**YOUR TASK:**
Verbatim output of all the material below is required.

**Collected data:**
|---|
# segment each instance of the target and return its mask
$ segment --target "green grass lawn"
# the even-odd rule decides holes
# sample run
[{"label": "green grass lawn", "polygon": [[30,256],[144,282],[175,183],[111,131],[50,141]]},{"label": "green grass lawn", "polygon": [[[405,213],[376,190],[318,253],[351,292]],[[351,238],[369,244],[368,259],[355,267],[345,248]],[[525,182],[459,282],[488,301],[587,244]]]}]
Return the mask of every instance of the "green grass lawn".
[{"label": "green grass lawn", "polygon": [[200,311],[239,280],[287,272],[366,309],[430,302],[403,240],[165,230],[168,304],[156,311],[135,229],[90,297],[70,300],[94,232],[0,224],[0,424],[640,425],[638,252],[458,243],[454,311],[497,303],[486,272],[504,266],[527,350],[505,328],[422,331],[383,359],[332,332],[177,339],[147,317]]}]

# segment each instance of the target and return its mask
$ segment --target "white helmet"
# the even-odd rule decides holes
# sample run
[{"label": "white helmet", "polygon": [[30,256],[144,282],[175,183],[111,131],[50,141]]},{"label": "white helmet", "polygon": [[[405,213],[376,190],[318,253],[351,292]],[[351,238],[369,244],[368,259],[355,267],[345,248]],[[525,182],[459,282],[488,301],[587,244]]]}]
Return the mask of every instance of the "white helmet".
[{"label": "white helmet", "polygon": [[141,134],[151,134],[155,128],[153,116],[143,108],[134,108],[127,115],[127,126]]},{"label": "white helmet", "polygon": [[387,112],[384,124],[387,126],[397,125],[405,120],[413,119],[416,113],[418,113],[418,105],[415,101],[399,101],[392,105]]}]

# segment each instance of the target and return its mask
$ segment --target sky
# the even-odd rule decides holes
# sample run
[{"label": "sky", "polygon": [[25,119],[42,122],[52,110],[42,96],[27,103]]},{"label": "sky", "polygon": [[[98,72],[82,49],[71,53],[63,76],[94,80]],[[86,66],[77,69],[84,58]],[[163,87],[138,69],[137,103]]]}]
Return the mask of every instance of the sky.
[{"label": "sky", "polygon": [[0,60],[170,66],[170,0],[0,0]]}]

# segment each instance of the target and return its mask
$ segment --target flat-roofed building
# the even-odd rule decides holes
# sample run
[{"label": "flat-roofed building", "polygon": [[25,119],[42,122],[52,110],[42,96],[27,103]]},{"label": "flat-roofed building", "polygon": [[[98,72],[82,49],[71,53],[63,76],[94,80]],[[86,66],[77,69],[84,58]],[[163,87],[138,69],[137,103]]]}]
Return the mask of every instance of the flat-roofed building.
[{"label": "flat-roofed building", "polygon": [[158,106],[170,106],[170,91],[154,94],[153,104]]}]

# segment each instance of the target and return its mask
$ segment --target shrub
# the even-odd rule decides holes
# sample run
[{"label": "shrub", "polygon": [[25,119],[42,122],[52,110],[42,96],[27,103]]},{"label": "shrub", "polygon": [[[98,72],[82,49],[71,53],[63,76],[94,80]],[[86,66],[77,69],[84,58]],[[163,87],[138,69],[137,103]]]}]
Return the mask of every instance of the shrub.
|---|
**WRITTEN RESPONSE:**
# segment each instance of the target and return its mask
$ segment --target "green grass lawn"
# the even-odd rule decides holes
# sample run
[{"label": "green grass lawn", "polygon": [[30,256],[144,282],[175,183],[111,131],[50,141]]},{"label": "green grass lawn", "polygon": [[[405,213],[376,190],[318,253],[351,292]],[[351,238],[369,244],[368,259],[355,267],[345,248]],[[525,182],[459,282],[488,301],[587,244]]]}]
Return the mask of every instance of the "green grass lawn".
[{"label": "green grass lawn", "polygon": [[200,311],[239,280],[287,272],[366,309],[430,302],[403,240],[165,230],[168,304],[156,311],[135,229],[90,297],[70,300],[94,232],[0,224],[0,424],[640,425],[638,252],[458,243],[454,311],[497,303],[486,272],[504,266],[527,350],[505,328],[422,331],[383,359],[332,332],[177,339],[147,317]]}]

# segment each instance of the target and return its mask
$ segment --target "white helmet"
# the even-odd rule decides holes
# sample run
[{"label": "white helmet", "polygon": [[30,256],[144,282],[175,183],[111,131],[50,141]]},{"label": "white helmet", "polygon": [[[405,213],[376,190],[318,253],[351,292]],[[351,238],[369,244],[368,259],[355,267],[345,248]],[[525,182],[459,282],[488,301],[587,244]]]}]
Return the mask of every instance of the "white helmet".
[{"label": "white helmet", "polygon": [[141,134],[151,134],[155,128],[153,116],[143,108],[134,108],[127,115],[127,126]]},{"label": "white helmet", "polygon": [[387,112],[384,124],[387,126],[397,125],[405,120],[413,119],[416,113],[418,113],[418,105],[415,101],[399,101],[392,105]]}]

# segment each instance of the target and return its mask
$ segment --target sky
# the even-odd rule decides holes
# sample run
[{"label": "sky", "polygon": [[25,119],[42,122],[52,110],[42,96],[27,103]]},{"label": "sky", "polygon": [[[98,72],[82,49],[71,53],[63,76],[94,80]],[[86,66],[77,69],[84,58]],[[163,87],[138,69],[137,103]]]}]
Return the mask of every instance of the sky.
[{"label": "sky", "polygon": [[0,60],[170,66],[170,0],[0,0]]}]

# segment each instance of the target and return its mask
$ segment --target flat-roofed building
# the even-odd rule decides holes
# sample run
[{"label": "flat-roofed building", "polygon": [[25,119],[42,122],[52,110],[42,96],[27,103]]},{"label": "flat-roofed building", "polygon": [[[98,72],[82,49],[71,53],[63,76],[94,80]],[[86,66],[77,69],[84,58]],[[163,87],[138,69],[137,103]]]}]
Return the mask of every instance of the flat-roofed building.
[{"label": "flat-roofed building", "polygon": [[158,106],[170,106],[170,91],[154,94],[153,104]]}]

# segment each instance of the target and return its mask
$ segment --target shrub
# the even-odd rule decides holes
# sample run
[{"label": "shrub", "polygon": [[25,119],[42,122],[52,110],[42,96],[27,103]]},{"label": "shrub", "polygon": [[[98,72],[82,49],[71,53],[63,76],[94,80]],[[86,66],[77,69],[84,58]],[[163,87],[138,69],[137,103]]]}]
Return the mask of every instance of the shrub.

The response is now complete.